§ Task brief
Change "green hedge" to "green shrub" in the items, starting at the line that contains "Task: a point for each instance of the white building" and ending at the last line of the items. Give those lines again with nothing else altered.

(Records from a collection)

§ §

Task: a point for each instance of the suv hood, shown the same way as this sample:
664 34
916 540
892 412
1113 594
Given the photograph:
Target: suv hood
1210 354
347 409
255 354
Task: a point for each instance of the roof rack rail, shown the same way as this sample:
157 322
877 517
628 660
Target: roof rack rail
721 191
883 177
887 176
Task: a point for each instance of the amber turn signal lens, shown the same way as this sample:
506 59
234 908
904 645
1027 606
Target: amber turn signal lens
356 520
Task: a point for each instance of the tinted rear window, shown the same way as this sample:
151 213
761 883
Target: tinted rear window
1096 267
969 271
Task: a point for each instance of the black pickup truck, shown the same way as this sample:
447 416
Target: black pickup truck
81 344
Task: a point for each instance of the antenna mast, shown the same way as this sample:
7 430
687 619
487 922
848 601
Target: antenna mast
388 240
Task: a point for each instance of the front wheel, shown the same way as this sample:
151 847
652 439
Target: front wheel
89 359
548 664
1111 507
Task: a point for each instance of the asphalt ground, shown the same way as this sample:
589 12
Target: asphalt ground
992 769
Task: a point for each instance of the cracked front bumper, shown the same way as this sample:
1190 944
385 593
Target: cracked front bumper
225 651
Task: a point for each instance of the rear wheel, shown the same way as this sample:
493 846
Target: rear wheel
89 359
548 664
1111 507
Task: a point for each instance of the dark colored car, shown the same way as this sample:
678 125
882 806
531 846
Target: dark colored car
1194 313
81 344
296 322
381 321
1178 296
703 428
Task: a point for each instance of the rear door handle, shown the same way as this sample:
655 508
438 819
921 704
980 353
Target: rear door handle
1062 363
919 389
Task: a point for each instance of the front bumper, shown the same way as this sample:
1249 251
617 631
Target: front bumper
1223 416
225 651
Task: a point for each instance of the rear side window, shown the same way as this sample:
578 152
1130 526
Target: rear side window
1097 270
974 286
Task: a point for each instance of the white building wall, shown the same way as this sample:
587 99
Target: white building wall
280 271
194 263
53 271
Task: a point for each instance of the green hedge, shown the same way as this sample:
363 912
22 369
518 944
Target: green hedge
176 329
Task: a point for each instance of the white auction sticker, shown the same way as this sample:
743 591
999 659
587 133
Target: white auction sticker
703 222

§ §

§ The reply
Task: a point for each instance of the white building wall, shown the same way as this sample:
587 99
Target: white building wall
280 271
194 263
53 271
Task: a point for each instance of the green shrub, shown the same way as this sample:
363 912
22 369
518 944
Target: green shrub
176 329
Task: a point for each instance of the white auction sticker, shown the same way as this sample:
743 591
999 659
587 133
Target: white auction sticker
703 222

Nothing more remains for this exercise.